◆ Given exercise ◆
Pick out each line in the entries below that contains the word "Find" and copy those lines.

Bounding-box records
----

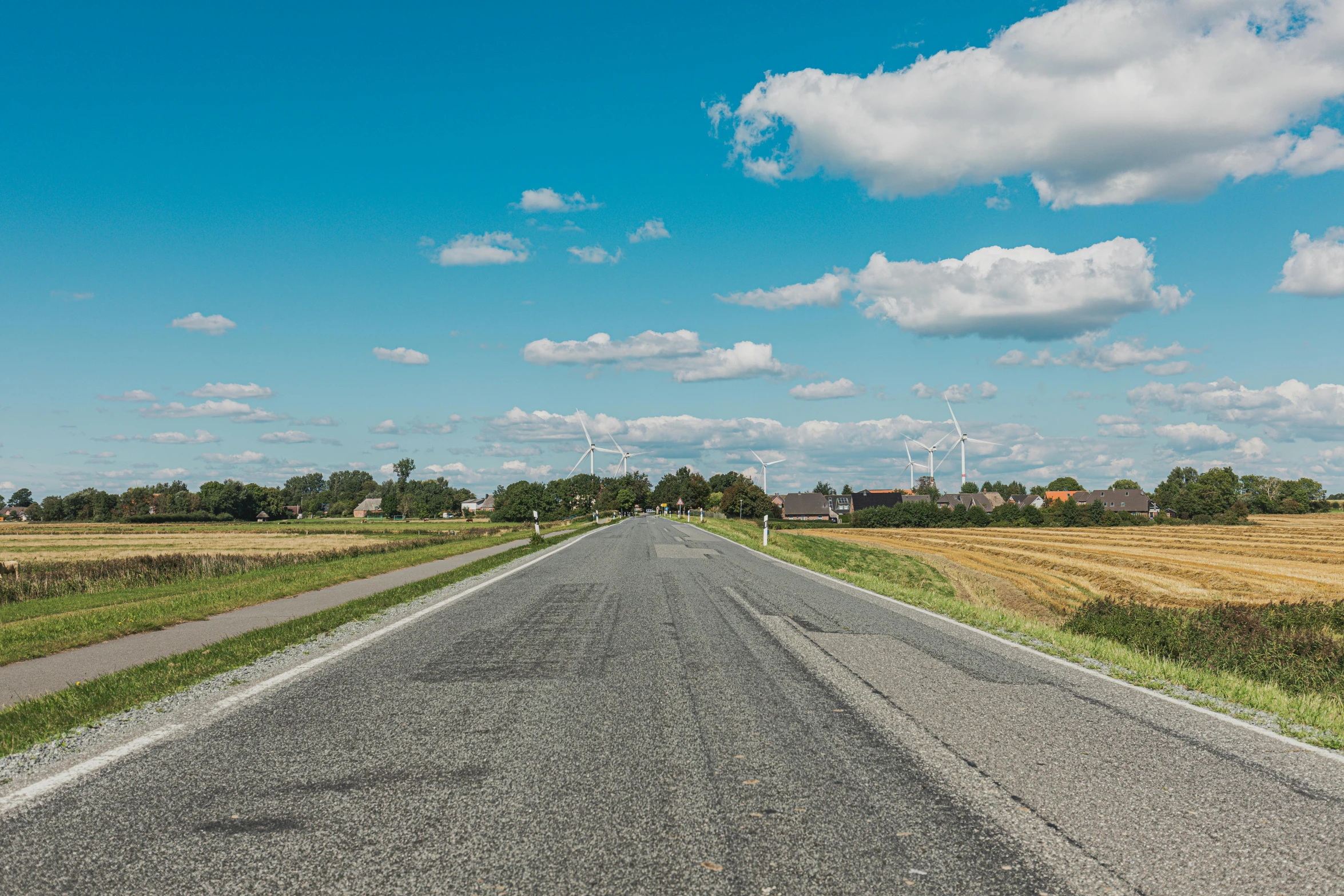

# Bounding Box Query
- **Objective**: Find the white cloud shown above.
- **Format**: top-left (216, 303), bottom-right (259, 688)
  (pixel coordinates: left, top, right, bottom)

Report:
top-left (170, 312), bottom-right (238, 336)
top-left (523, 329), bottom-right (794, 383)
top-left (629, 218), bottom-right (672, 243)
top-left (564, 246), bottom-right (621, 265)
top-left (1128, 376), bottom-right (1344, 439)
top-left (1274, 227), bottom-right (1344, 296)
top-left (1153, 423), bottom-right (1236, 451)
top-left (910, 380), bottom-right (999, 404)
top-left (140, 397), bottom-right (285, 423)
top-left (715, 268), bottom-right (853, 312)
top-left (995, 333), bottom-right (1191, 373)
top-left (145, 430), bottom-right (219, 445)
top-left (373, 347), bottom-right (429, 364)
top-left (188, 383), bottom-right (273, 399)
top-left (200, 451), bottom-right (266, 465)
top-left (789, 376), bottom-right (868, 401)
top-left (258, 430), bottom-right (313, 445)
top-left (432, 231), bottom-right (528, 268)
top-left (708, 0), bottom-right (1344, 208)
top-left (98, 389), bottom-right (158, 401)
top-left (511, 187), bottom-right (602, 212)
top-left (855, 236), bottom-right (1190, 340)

----

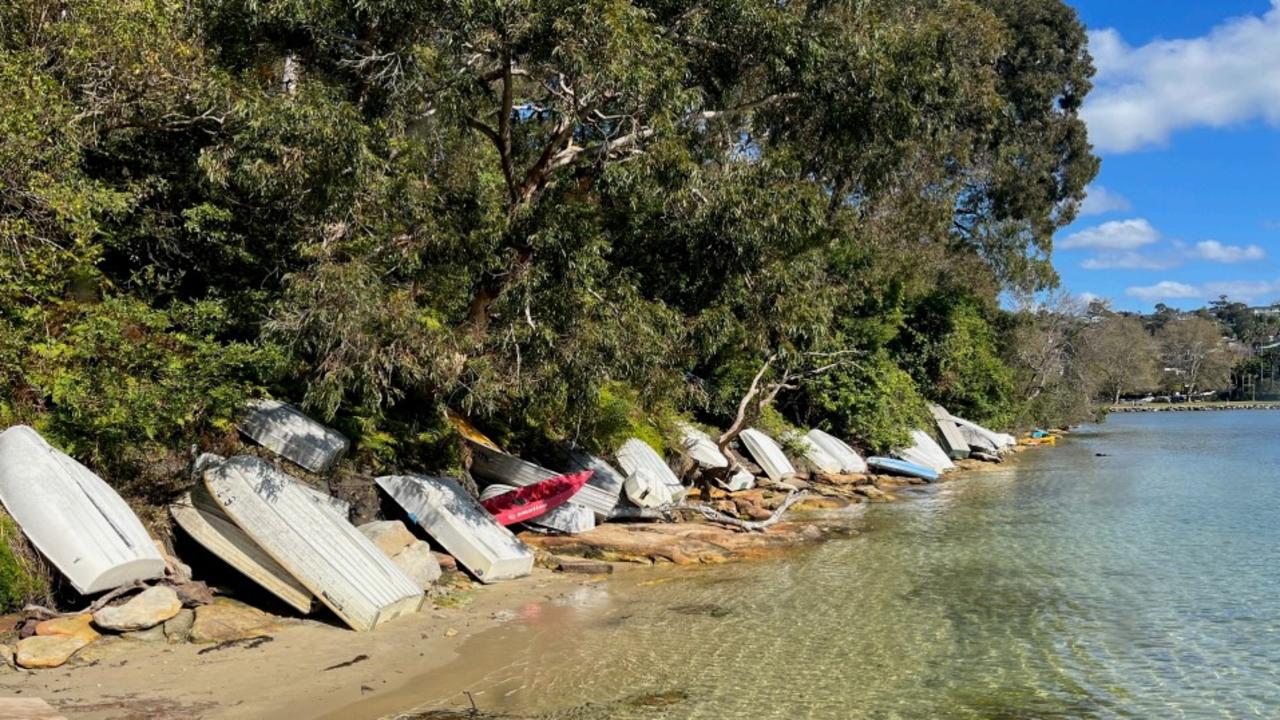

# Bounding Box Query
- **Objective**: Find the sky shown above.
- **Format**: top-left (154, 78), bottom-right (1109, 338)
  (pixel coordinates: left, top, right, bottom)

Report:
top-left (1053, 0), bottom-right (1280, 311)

----

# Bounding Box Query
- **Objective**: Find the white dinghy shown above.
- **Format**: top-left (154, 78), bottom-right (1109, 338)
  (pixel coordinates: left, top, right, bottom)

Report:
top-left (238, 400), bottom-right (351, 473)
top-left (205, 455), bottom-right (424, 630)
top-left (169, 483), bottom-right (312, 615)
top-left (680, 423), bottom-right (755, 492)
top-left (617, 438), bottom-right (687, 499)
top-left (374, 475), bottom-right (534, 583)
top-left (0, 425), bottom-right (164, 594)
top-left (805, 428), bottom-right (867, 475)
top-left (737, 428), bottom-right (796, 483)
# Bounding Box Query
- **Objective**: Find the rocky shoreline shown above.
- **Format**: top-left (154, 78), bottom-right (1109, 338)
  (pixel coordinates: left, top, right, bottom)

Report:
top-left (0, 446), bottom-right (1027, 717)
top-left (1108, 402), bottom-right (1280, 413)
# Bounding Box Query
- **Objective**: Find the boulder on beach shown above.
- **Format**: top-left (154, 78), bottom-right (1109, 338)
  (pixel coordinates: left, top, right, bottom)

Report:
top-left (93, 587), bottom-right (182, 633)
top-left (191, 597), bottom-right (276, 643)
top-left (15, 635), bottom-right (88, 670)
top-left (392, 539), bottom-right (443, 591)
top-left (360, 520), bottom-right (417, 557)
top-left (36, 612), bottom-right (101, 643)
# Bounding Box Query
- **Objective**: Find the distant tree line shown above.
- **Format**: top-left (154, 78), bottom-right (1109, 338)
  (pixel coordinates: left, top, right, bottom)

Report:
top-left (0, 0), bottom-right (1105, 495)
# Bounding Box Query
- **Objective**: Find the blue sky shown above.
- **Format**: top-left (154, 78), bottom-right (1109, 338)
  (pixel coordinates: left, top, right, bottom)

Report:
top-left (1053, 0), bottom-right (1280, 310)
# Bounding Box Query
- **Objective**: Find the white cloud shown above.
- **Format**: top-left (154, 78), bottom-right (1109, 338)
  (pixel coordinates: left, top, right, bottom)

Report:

----

◆ Finished exercise ◆
- **Objective**: Find the white cloud shown above.
- **Objective**: Find the sky shown above.
- **Objective**: Find the white dinghy shown above.
- **Objective**: Find the rocky shoreline shown above.
- **Objective**: Find the boulder on beach shown above.
- **Objective**: Find the distant tree line shown above.
- **Objective**: Find the blue sky shown above.
- **Objective**: Find the white cloud shown above.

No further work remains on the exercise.